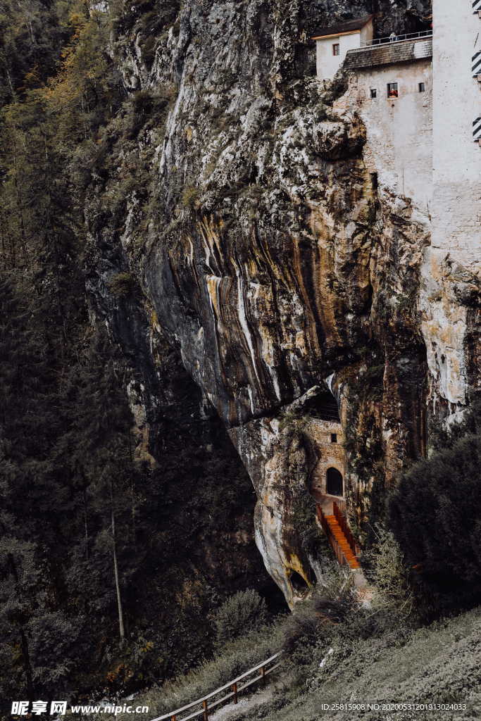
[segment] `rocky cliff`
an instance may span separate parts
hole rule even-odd
[[[86,208],[92,308],[112,278],[130,279],[128,293],[135,286],[150,368],[135,404],[149,457],[159,334],[177,349],[250,474],[257,547],[291,604],[322,572],[298,521],[327,389],[340,410],[348,507],[361,533],[399,469],[425,452],[430,423],[460,410],[427,363],[428,223],[378,187],[360,118],[335,109],[345,81],[321,87],[309,40],[317,25],[373,9],[379,35],[416,30],[428,27],[429,5],[111,7],[109,53],[128,99],[98,139],[109,170],[94,174]],[[125,345],[133,315],[124,314],[120,333],[105,314]],[[467,400],[477,382],[472,328],[459,342]]]

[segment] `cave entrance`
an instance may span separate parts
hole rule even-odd
[[[337,468],[328,468],[326,472],[326,492],[329,495],[344,495],[343,474]]]
[[[297,571],[293,571],[289,578],[292,584],[292,588],[299,596],[301,596],[309,590],[307,583],[306,583],[301,574],[298,573]]]

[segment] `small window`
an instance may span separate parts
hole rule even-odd
[[[387,97],[389,98],[399,97],[399,89],[397,87],[397,83],[387,84]]]

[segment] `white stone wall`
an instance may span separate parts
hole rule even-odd
[[[398,84],[397,98],[387,97],[388,83]],[[420,83],[425,92],[419,92]],[[411,198],[426,217],[432,203],[432,87],[431,61],[424,58],[357,70],[342,100],[366,125],[364,157],[379,185]]]
[[[471,0],[433,0],[433,250],[449,250],[479,273],[481,148],[472,122],[481,115],[472,56],[481,50],[481,19]]]
[[[361,48],[361,43],[372,40],[372,20],[361,30],[346,35],[316,40],[316,66],[319,80],[332,80],[344,62],[348,50]],[[339,43],[339,55],[332,55],[332,45]]]
[[[481,50],[481,20],[471,0],[433,0],[432,242],[423,267],[420,307],[436,407],[462,410],[468,400],[467,309],[460,301],[481,273],[481,148],[472,122],[481,89],[471,61]]]

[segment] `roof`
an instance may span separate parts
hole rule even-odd
[[[344,68],[355,70],[373,68],[379,65],[393,65],[408,63],[433,56],[433,38],[418,40],[402,40],[386,43],[384,45],[348,50]]]
[[[312,37],[312,40],[318,37],[328,37],[329,35],[337,35],[341,32],[355,32],[367,25],[368,22],[373,19],[373,15],[364,15],[363,17],[358,17],[355,20],[345,20],[344,22],[338,22],[335,25],[327,25],[319,28]]]

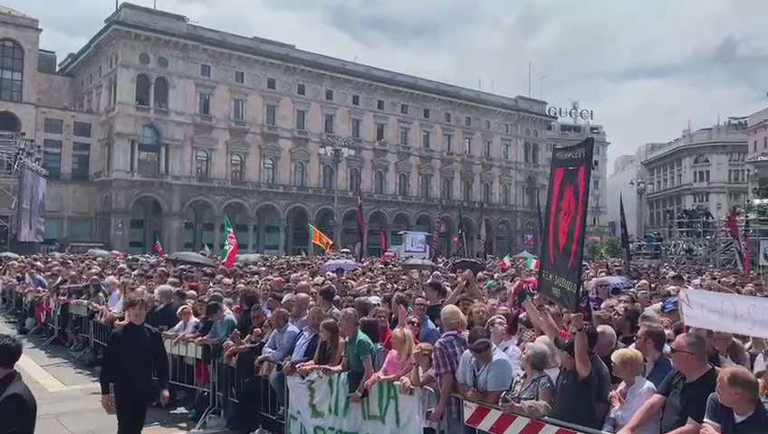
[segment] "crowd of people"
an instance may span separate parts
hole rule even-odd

» EXERCISE PROMPT:
Exclude every picture and copy the remaining data exactly.

» THE SOLUTION:
[segment] `rocky cliff`
an instance may span separate parts
hole rule even-odd
[[[86,208],[92,308],[112,278],[130,279],[128,293],[135,286],[150,368],[135,404],[149,457],[159,334],[177,349],[250,474],[257,547],[291,604],[322,572],[298,521],[327,389],[340,410],[348,507],[361,533],[399,469],[425,452],[430,423],[460,410],[427,363],[428,223],[378,187],[360,118],[335,109],[345,81],[321,87],[309,40],[317,25],[373,9],[379,35],[416,30],[428,27],[429,5],[111,7],[109,53],[128,99],[98,139],[109,170],[94,174]],[[125,345],[133,315],[124,314],[120,333],[105,314]],[[467,400],[477,382],[472,328],[459,342]]]

[segment] `cave entrance`
an instance may span separate parts
hole rule even-odd
[[[337,468],[328,468],[326,472],[326,492],[329,495],[344,495],[343,474]]]
[[[297,571],[293,571],[289,578],[292,584],[292,588],[299,596],[301,596],[309,590],[307,583],[306,583],[301,574],[298,573]]]

[segment] `small window`
an instance may span separate parts
hole rule even-odd
[[[387,97],[389,98],[399,97],[399,89],[397,87],[397,83],[387,84]]]

[segment] `white stone wall`
an instance may span separate parts
hole rule even-odd
[[[398,84],[397,98],[387,97],[388,83]],[[420,83],[425,92],[419,92]],[[411,198],[426,217],[432,203],[432,87],[431,61],[424,58],[357,70],[342,100],[366,125],[364,157],[379,185]]]
[[[471,0],[433,0],[433,250],[449,250],[479,273],[481,148],[472,122],[481,115],[472,56],[481,50],[481,19]]]
[[[361,48],[361,43],[372,40],[372,20],[361,30],[346,35],[316,40],[316,66],[319,80],[332,80],[344,62],[348,50]],[[339,43],[339,55],[332,55],[332,45]]]
[[[481,50],[481,20],[471,0],[433,0],[432,242],[423,267],[420,307],[436,407],[462,410],[468,400],[467,309],[460,301],[481,273],[481,148],[472,122],[481,89],[471,61]]]

[segment] `roof`
an instance may span separate parts
hole rule even-odd
[[[344,68],[355,70],[373,68],[379,65],[393,65],[408,63],[433,56],[433,38],[418,40],[402,40],[386,43],[384,45],[348,50]]]
[[[312,37],[312,40],[318,37],[328,37],[329,35],[337,35],[341,32],[355,32],[367,25],[368,22],[373,19],[373,15],[364,15],[363,17],[358,17],[355,20],[345,20],[344,22],[338,22],[335,25],[327,25],[319,28]]]

[segment] "crowd of people"
an instance may span separate parts
hole rule even-odd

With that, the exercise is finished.